(Entradas de datos guardadas)
□ □ □ □ □ □ □
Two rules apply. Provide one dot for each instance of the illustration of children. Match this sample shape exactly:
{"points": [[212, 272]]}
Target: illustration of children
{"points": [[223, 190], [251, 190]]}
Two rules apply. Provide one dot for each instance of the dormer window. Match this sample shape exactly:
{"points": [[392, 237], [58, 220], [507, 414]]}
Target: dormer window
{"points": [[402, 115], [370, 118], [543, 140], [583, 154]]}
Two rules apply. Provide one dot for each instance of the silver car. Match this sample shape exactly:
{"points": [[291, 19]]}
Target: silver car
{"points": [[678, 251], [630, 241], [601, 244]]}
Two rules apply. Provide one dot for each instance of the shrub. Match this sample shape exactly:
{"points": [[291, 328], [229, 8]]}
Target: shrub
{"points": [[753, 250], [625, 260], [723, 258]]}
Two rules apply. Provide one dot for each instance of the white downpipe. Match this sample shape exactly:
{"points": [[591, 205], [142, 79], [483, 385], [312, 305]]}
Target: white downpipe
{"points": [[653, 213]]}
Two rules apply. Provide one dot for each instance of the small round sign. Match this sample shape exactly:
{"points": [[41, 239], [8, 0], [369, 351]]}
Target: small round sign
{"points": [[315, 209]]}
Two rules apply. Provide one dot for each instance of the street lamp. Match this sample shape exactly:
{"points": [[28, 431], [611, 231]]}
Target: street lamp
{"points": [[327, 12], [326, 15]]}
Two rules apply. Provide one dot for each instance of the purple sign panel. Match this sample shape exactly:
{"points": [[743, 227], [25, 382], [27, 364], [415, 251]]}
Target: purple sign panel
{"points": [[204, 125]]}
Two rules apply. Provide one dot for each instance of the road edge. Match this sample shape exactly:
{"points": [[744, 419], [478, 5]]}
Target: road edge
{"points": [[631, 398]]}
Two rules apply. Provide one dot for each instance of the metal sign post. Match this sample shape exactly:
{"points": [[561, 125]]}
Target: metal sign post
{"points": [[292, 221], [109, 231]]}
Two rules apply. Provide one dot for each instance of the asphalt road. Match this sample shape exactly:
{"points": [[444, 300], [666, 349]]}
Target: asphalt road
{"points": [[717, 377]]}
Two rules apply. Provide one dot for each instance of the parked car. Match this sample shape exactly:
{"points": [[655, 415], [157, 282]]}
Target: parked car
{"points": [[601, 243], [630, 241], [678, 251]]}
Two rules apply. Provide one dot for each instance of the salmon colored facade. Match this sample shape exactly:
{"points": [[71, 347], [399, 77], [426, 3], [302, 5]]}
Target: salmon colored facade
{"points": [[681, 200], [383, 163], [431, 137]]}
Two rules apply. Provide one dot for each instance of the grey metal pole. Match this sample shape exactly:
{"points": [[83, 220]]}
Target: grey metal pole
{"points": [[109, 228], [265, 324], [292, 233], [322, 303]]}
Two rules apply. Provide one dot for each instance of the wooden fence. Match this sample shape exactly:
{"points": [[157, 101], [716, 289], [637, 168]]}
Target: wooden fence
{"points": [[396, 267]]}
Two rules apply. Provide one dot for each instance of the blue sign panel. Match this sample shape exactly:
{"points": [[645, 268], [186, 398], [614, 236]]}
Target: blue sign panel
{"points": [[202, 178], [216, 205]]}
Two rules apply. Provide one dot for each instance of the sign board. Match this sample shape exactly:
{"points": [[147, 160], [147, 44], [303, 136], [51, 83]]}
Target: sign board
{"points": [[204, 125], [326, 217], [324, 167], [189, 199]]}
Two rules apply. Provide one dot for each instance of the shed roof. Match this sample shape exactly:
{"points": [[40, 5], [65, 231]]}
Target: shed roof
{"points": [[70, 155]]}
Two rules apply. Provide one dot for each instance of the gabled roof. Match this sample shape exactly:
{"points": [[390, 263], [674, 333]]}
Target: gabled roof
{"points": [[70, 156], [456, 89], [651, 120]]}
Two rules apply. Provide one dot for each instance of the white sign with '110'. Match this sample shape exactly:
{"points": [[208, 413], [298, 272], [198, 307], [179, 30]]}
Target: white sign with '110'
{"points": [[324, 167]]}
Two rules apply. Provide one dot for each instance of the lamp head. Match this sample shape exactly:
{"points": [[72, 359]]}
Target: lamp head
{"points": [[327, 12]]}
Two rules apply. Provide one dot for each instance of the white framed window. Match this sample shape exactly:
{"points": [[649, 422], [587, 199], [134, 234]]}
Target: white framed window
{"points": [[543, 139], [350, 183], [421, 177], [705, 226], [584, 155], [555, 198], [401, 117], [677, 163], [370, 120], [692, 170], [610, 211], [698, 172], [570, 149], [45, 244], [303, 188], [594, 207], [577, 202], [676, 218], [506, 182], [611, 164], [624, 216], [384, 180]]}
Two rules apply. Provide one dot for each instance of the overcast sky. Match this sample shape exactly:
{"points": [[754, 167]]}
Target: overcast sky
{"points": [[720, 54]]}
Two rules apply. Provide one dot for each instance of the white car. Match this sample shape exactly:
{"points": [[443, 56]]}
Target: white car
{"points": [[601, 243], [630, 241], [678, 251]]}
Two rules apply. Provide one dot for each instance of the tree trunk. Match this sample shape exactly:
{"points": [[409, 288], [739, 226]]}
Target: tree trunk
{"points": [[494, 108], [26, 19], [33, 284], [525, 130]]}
□ □ □ □ □ □ □
Presenta como lista JSON de cadenas, con una cadena por cada línea y sin las líneas en blanco, las filas que van desde la que contiene "of the overcast" hasta la última, ambas incluidas.

[
  "Two rules apply. Provide one dot for each instance of the overcast sky. Match this sample shape exactly:",
  "{\"points\": [[754, 167]]}",
  "Target: overcast sky",
  "{\"points\": [[720, 54]]}",
  "Two rules apply. Provide one dot for each instance of the white car. Match this sample shape exactly:",
  "{\"points\": [[443, 56]]}",
  "Target: white car",
  "{\"points\": [[601, 243], [630, 241], [678, 251]]}",
  "Two rules apply. Provide one dot for each instance of the tree trunk. Match this sample shape exactly:",
  "{\"points\": [[409, 288], [739, 226]]}",
  "Target: tree trunk",
  "{\"points\": [[494, 108], [26, 19], [33, 284], [525, 130]]}"
]